● ABOUT THIS TASK:
Write the next part of the forum thread on smelting scrap lead for bullet casting, following on from its final post.

● DOCUMENT SECTION:
________________________________________
I would interpret that to mean it is important to keep your casting temp fairly consistant through the session (and from session to session). Just a thought.

leftiye
02-21-2009, 10:46 PM
If they run BHN15, they aren't pure lead - and so they should heat treat. Try that first before you alloy. A little heat is cheaper by far than a lot of heat and linotype, and tin would be to alloy.

sqlbullet
02-22-2009, 12:00 PM
Smelted some new aquisitions yesterday. Among this new lot were some iodine containers of a shape I had not seen before (about 100#'s of them out of the 1800#'s I got).

These are purple or blue. Purple are 3.5" in diameter, blue are 2.5". Both are 4" tall. Melt 75° to 100° above the rest I got (615°-630° rather than 500°-550°). No signs of zinc.

I believe at this point these are pure lead. I have not hardness tested yet, but the absence of eutectic and the darker grey color support this. I smelted two of the lids today in the 400#'s I processed. I am segregating the rest and will smelt them separately, perhaps later today.

However, to the OP: I have every reason to think that if your lead is like these containers, it is pure, rather than an alloy similar to wheel weight.

Apache
02-22-2009, 12:14 PM
I have access to (I think?) some of the same type of stuff. I was told they were used for some kind of radioactive type of storage container....apparently for Xray machine stuff?
________________________________________
● DATA UNDER STUDY:
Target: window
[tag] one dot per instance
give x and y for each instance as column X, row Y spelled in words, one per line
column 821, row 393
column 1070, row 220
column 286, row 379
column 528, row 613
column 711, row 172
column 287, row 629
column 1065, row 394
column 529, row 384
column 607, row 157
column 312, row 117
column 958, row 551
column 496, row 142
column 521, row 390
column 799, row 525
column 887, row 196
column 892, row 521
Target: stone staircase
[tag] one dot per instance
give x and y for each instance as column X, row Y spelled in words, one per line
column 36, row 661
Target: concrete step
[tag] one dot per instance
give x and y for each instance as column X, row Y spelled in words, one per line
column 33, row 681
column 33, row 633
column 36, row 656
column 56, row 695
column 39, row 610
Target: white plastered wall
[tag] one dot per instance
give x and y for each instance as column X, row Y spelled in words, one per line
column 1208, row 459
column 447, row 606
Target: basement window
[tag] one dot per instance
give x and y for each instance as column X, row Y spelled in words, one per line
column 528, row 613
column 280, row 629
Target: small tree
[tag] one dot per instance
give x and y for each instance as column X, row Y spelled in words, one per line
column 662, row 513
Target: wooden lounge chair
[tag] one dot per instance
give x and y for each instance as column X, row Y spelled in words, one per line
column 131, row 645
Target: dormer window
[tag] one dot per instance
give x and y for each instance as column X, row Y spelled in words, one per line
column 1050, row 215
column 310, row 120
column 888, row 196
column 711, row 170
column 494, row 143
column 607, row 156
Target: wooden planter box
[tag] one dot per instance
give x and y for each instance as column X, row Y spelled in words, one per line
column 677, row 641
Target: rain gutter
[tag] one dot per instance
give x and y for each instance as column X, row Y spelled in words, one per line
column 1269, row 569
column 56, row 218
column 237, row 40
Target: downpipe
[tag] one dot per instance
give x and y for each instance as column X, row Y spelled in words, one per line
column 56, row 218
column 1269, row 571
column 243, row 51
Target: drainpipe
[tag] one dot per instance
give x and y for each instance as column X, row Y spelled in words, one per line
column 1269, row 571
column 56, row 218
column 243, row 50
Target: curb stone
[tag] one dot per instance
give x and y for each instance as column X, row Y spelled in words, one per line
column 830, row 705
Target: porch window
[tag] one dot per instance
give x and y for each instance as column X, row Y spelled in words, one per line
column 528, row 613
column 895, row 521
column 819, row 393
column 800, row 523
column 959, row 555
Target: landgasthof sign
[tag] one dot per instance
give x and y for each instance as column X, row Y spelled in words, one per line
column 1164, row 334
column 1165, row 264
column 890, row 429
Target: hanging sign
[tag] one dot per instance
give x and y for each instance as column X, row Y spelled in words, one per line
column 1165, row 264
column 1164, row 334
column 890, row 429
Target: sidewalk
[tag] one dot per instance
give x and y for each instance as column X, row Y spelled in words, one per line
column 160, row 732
________________________________________
● TASK ANSWER:
Can you tell me if they are safe for use?

Tom Herman
02-22-2009, 01:06 PM
I have access to (I think?) some of the same type of stuff. I was told they were used for some kind of radioactive type of storage container....apparently for Xray machine stuff?

Can you tell me if they are safe for use?

They should be perfectly safe to use... Medical isotopes are noted for having very short half lives (the amount of time it takes for half of the material to decay).
I think the most common one, Technetium 99, has a half life of something like 6 hours.
Iodine is a bit longer, about eight days for the longest lived one.
Statistically, after ten half lives, the material is considered gone. So, if your containers have been sitting for more than 80 days, consider them radiologically clean.
Good Luck!

Happy Shootin'! -Tom

Apache
02-22-2009, 03:06 PM
Thx!!

I'll try some to see how they'll work.

runfiverun
02-22-2009, 07:46 PM
the purple/blue ones are probably near pure lead and a bhn of 15 will do what you want already.
i push plain base in my 45 colt lever gun to 1500 easily enough and this is with air cooled ww's.
the harder boolits from the air cooled is caused by faster cooling of the hotter object i call it air quenching.
i have used a fan blowing over ice onto the spot where i drop my boolits ,to get slightly harder boolits at times.

Hiaboo
02-22-2009, 09:04 PM
I'll get pictures shortly tonight.

Here it is.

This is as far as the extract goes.